(Task description):
Begin at the line below that contains "Expected: one point per instance of the ceiling, reported". Repeat it and all remaining lines of the records exactly.

(Exercise materials):
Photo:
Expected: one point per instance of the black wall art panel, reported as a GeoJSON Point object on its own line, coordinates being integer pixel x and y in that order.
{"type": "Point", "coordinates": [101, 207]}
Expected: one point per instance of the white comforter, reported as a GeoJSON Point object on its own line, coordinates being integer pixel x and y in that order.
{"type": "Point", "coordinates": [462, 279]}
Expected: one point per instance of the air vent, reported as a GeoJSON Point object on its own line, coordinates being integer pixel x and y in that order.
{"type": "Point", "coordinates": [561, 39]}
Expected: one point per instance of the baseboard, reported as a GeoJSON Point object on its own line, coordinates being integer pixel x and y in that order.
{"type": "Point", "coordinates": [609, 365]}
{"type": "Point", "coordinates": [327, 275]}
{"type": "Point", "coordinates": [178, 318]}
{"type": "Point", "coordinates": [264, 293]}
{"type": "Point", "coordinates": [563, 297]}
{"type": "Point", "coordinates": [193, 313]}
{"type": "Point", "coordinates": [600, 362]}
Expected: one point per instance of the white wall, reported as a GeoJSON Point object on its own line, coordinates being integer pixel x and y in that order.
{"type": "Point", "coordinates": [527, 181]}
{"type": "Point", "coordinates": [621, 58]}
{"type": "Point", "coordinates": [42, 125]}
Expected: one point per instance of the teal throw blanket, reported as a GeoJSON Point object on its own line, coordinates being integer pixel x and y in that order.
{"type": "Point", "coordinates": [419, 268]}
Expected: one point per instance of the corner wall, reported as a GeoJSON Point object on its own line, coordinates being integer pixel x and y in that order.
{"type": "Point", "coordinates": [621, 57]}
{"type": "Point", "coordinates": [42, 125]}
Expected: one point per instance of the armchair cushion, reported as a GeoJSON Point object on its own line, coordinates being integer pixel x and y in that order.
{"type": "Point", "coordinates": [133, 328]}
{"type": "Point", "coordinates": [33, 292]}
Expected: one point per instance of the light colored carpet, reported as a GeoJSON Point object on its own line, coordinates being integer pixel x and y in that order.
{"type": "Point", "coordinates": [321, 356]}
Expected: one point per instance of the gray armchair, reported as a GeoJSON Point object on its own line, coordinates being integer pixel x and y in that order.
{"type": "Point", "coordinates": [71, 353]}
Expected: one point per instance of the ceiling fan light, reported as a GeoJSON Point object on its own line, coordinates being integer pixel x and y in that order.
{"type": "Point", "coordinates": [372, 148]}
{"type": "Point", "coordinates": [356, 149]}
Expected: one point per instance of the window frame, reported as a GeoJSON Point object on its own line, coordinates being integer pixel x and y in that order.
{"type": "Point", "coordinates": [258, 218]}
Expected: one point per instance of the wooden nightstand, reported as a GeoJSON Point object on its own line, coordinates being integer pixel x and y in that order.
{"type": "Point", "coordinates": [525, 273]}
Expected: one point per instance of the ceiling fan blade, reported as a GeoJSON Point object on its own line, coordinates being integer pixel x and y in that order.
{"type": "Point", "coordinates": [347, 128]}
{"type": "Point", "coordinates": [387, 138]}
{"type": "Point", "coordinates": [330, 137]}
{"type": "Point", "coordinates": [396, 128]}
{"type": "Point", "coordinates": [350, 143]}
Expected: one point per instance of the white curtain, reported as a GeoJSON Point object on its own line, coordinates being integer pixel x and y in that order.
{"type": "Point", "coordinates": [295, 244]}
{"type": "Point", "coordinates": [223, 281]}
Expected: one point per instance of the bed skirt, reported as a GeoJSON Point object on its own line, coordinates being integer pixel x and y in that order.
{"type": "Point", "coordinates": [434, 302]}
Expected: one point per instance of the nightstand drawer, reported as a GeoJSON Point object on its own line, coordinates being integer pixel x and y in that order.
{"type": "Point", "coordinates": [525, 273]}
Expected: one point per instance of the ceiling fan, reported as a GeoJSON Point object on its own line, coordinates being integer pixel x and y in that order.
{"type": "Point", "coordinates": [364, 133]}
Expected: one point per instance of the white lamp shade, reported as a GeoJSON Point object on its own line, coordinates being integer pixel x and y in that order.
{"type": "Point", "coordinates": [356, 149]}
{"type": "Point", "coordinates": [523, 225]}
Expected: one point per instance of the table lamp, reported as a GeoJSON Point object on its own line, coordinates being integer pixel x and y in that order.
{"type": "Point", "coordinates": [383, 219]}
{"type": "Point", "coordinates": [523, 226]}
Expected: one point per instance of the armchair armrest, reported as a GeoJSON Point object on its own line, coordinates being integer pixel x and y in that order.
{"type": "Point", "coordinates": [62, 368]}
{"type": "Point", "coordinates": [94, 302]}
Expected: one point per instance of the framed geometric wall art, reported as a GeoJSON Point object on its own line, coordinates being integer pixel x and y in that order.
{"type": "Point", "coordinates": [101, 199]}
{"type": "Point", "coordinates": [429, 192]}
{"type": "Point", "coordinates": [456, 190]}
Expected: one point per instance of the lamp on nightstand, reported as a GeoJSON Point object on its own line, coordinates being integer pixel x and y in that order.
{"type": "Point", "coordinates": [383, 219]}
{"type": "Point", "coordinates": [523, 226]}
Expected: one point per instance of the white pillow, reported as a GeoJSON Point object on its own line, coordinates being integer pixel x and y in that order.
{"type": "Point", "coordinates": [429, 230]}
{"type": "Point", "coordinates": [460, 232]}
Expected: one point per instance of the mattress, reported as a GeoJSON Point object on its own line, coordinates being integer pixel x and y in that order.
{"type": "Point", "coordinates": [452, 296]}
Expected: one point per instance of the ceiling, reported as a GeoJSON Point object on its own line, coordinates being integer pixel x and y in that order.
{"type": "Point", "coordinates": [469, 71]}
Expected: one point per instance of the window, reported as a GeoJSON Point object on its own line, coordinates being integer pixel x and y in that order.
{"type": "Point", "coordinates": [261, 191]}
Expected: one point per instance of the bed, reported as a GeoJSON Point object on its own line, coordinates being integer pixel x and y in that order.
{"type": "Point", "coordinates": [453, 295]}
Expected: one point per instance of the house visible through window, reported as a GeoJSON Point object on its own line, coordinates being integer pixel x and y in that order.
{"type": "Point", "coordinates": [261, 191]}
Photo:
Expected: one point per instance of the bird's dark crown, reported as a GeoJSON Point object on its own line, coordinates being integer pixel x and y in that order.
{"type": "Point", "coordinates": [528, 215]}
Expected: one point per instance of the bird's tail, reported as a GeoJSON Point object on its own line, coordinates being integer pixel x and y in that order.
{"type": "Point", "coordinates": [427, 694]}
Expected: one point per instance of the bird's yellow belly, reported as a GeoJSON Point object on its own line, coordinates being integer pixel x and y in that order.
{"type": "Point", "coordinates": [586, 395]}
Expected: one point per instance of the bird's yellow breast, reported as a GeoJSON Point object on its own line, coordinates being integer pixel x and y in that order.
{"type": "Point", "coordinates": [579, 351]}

(The response):
Expected: one point per instance of the ceiling, reported as a GeoJSON Point object on its own line, coordinates being integer pixel x and y in that order.
{"type": "Point", "coordinates": [469, 71]}
Expected: one point per instance of the window, reported as a GeoJSON Point object on its own line, coordinates being integer pixel x and y in that order.
{"type": "Point", "coordinates": [261, 191]}
Expected: one point per instance of the bed, reported as a GeoJSON Point object on its own line, coordinates being integer pixel x and y in that order.
{"type": "Point", "coordinates": [453, 295]}
Expected: one point per instance of the house visible through window, reported as a GeoJSON Point object on its own line, coordinates being integer pixel x and y in that order.
{"type": "Point", "coordinates": [261, 191]}
Photo:
Expected: one point per instance of the bird's dark crown, reported as a GeoJSON Point object on its own line, coordinates being integer pixel x and y in that order.
{"type": "Point", "coordinates": [528, 215]}
Expected: one point per instance of the bird's tail, reported as a GeoJSON Point object on its own line, coordinates being integer pixel x and y in that order.
{"type": "Point", "coordinates": [427, 694]}
Expected: one point per instance of the bird's yellow belly, reported as a GeoJSON Point object on its own line, coordinates being integer pixel x and y in that order.
{"type": "Point", "coordinates": [586, 395]}
Expected: one point per instance of the bird's yellow breast, reported as a GeoJSON Point object on its own line, coordinates being integer pixel x and y in that order.
{"type": "Point", "coordinates": [579, 351]}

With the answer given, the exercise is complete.